## [Instructions to follow]
Output all records exactly.

## [Exercise inputs]
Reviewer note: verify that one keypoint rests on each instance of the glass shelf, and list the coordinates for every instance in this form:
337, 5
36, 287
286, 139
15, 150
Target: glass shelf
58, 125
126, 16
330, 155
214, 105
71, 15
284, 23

## [Written response]
Reviewer note: verify that one keypoint rests on each instance of the glass shelf, and list the coordinates for every instance in this form:
337, 5
36, 287
286, 139
15, 150
Target: glass shelf
58, 125
126, 16
330, 155
214, 105
71, 15
284, 23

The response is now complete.